* start PASSAGE *

Diagrams in Threat Modeling

When I think about how to threat model well, one of the elements that is most important is how much people need to keep in their heads, the cognitive load if you will.

In reading Charlie Stross’s blog post, “Writer, Interrupted” this paragraph really jumped out at me:

One thing that coding and writing fiction have in common is that both tasks require the participant to hold huge amounts of information in their head, in working memory. In the case of the programmer, they may be tracing a variable or function call through the context of a project distributed across many source files, and simultaneously maintaining awareness of whatever complex APIs the object of their attention is interacting with. In the case of the author, they may be holding a substantial chunk of the plot of a novel (or worse, an entire series) in their head, along with a model of the mental state of the character they’re focussing on, and a list of secondary protagonists, while attempting to ensure that the individual sentence they’re currently crafting is consistent with the rest of the body of work.

One of the reasons that I’m fond of diagrams is that they allow the threat modelers to migrate information out of their heads into a diagram, making room for thinking about threats.

Lately, I’ve been thinking a lot about threat modeling tools, including some pretty interesting tools for automated discovery of existing architecture from code. That’s pretty neat, and it dramatically cuts the cost of getting started. Reducing effort, or cost, is inherently good. Sometimes, the reduction in effort is an unalloyed good, that is, any tradeoffs are so dwarfed by benefits as to be unarguable. Sometimes, you lose things that might be worth keeping, either as a hobby like knitting or in the careful chef preparing a fine meal.

* end PASSAGE *
* start DATA SUPPLIED *

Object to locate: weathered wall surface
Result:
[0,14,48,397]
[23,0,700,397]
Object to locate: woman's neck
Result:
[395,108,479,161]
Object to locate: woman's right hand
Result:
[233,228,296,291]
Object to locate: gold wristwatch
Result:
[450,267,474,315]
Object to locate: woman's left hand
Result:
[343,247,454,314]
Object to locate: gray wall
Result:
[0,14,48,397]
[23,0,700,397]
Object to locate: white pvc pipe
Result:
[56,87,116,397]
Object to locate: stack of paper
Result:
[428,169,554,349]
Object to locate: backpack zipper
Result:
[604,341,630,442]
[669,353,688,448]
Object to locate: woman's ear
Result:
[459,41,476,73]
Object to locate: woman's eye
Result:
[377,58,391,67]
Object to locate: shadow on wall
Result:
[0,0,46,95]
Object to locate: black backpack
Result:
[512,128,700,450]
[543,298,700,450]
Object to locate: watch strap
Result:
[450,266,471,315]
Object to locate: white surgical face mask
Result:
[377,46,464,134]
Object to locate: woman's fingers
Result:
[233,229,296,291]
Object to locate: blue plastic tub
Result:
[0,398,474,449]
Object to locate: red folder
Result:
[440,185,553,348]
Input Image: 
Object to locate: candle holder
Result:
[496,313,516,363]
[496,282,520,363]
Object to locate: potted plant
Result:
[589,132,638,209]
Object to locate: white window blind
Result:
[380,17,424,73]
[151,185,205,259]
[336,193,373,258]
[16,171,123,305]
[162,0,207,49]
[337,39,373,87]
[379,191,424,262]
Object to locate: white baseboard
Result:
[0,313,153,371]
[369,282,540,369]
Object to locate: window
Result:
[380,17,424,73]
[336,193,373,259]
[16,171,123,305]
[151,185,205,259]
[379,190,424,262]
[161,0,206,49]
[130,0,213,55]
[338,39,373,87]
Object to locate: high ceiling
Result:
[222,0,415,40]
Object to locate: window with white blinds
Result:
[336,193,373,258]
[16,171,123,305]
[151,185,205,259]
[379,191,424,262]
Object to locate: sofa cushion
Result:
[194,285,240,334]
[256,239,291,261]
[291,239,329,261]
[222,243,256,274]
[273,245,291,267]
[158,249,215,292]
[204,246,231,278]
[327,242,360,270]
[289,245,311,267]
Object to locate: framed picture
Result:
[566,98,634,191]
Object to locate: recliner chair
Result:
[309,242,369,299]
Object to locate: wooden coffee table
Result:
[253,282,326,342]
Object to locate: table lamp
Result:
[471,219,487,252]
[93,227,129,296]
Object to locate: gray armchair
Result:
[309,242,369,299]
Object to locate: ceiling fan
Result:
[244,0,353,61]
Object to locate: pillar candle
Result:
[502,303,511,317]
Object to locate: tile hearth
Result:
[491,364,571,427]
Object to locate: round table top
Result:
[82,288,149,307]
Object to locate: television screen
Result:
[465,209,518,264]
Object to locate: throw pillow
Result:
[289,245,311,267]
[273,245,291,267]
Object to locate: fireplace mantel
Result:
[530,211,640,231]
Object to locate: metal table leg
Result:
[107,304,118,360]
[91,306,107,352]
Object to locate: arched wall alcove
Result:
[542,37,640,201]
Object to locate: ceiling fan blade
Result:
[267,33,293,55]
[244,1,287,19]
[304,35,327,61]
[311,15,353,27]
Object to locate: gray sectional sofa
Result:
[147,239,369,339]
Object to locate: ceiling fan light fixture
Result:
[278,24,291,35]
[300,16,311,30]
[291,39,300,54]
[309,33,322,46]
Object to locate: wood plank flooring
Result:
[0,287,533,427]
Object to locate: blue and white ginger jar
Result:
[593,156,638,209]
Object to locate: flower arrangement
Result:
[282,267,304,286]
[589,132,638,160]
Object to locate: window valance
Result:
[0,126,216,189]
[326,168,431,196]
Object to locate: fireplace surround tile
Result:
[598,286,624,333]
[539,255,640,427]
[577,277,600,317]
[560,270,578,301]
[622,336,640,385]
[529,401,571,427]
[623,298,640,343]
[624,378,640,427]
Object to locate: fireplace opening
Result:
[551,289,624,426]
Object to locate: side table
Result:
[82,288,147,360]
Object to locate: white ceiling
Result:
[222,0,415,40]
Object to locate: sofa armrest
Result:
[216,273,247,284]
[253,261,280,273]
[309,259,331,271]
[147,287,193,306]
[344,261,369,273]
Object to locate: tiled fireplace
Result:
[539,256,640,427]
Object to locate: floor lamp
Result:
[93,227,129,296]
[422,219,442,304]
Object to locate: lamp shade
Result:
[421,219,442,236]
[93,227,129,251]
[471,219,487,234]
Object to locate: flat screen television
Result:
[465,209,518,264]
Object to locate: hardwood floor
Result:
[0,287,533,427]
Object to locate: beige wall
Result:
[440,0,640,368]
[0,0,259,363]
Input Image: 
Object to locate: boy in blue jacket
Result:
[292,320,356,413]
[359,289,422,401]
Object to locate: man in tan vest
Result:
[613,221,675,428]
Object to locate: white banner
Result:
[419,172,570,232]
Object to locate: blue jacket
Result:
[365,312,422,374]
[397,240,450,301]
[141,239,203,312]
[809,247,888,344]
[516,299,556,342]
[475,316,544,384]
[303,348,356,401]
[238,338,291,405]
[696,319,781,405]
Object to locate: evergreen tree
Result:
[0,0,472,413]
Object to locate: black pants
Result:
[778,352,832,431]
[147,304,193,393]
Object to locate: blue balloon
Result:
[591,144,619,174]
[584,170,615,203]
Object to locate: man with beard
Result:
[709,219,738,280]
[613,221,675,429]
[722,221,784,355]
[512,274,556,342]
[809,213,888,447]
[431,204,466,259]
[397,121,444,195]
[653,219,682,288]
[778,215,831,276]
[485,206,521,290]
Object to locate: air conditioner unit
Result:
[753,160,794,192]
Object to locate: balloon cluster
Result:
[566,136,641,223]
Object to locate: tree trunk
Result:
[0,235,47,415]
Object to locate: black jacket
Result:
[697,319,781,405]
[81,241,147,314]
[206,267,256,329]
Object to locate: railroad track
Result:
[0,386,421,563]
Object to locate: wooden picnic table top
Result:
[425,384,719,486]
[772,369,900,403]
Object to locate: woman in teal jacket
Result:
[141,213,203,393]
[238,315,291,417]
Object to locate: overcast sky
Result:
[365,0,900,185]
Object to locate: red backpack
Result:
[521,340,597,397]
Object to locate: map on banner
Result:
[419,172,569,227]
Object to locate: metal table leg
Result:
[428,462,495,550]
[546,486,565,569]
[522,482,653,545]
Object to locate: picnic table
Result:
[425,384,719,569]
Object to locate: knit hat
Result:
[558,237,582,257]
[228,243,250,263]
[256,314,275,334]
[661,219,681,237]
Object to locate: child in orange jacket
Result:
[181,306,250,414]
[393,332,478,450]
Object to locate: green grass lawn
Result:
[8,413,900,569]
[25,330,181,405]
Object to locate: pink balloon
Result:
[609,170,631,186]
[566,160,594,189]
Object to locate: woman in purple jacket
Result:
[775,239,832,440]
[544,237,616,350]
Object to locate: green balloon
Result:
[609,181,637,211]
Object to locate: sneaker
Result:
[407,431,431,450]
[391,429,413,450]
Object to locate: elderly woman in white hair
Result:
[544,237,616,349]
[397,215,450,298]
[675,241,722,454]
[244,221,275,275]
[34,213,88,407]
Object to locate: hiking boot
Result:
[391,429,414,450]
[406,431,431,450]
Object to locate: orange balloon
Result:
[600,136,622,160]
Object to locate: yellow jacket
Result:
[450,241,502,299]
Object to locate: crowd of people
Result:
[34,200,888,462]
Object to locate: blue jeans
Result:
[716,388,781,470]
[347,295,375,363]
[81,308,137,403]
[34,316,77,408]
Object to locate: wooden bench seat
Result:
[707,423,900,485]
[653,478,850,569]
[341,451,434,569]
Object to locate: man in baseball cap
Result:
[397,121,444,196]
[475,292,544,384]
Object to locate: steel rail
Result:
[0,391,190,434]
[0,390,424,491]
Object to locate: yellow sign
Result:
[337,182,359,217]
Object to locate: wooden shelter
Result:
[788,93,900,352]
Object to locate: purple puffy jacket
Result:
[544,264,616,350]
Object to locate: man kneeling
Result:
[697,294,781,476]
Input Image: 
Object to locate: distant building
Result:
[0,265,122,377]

* end DATA SUPPLIED *

EXERCISE TASKS
1) Answer these from the post on diagrams in threat modeling:
(a) Whose blog post does the post quote, and what is that post's title?
(b) According to the post, what do diagrams allow threat modelers to do?
(c) What do the tools the post mentions discover automatically from code?
2) Rewrite the rows from the line that contains "Object to locate: woman's fingers" down to the line that contains "[309,33,322,46]", both included, keeping the object lines as they are. Multiply every bounding-box coordinate in the answers by 1.45 and round each to a whole number, with halves going up.

TASK ANSWERS
1)
(a) Charlie Stross's; "Writer, Interrupted"
(b) Move information out of their heads into a diagram, making room for thinking about threats
(c) Existing architecture

2)
Object to locate: woman's fingers
Result:
[338,332,429,422]
Object to locate: blue plastic tub
Result:
[0,577,687,651]
Object to locate: red folder
Result:
[638,268,802,505]
Input Image: 
Object to locate: candle holder
Result:
[719,454,748,526]
[719,409,754,526]
Object to locate: potted plant
Result:
[854,191,925,303]
Object to locate: white window blind
Result:
[551,25,615,106]
[219,268,297,376]
[487,280,541,374]
[23,248,178,442]
[235,0,300,71]
[489,57,541,126]
[550,277,615,380]
Object to locate: white baseboard
Result:
[0,454,222,538]
[535,409,783,535]
Object to locate: window
Result:
[551,25,615,106]
[487,280,541,376]
[23,248,178,442]
[219,268,297,376]
[550,276,615,380]
[233,0,299,71]
[189,0,309,80]
[490,57,541,126]
Object to locate: high ceiling
Result:
[322,0,602,58]
Object to locate: window with white blinds
Result:
[487,280,541,374]
[23,248,178,442]
[219,268,297,376]
[550,277,615,380]
Object to locate: sofa cushion
Result:
[281,413,348,484]
[371,347,422,378]
[422,347,477,378]
[322,352,371,397]
[396,355,422,387]
[229,361,312,423]
[296,357,335,403]
[474,351,522,392]
[419,355,451,387]
Object to locate: framed picture
Result:
[821,142,919,277]
Object to locate: recliner chair
Result:
[448,351,535,434]
Object to locate: wooden coffee table
Result:
[367,409,473,496]
Object to locate: table lamp
Result:
[683,318,706,365]
[135,329,187,429]
Object to locate: gray armchair
Result:
[448,351,535,434]
Object to locate: ceiling fan
Result:
[354,0,512,88]
Object to locate: pillar candle
Result:
[728,439,741,460]
Object to locate: tile hearth
Result:
[712,528,828,619]
Object to locate: round table top
Result:
[119,418,216,445]
Object to locate: television screen
Result:
[674,303,751,383]
Object to locate: throw pillow
Result:
[419,355,451,387]
[396,355,422,387]
Object to locate: fireplace mantel
Result:
[769,306,928,335]
Object to locate: metal table leg
Result:
[155,441,171,522]
[132,444,155,510]
Object to locate: arched wall alcove
Result:
[786,54,928,291]
Object to locate: ceiling fan blade
Result:
[387,48,425,80]
[354,1,416,28]
[441,51,474,88]
[451,22,512,39]
Object to locate: gray sectional sofa
Result:
[213,347,535,492]
Object to locate: ceiling fan light fixture
Result:
[403,35,422,51]
[435,23,451,44]
[422,57,435,78]
[448,48,467,67]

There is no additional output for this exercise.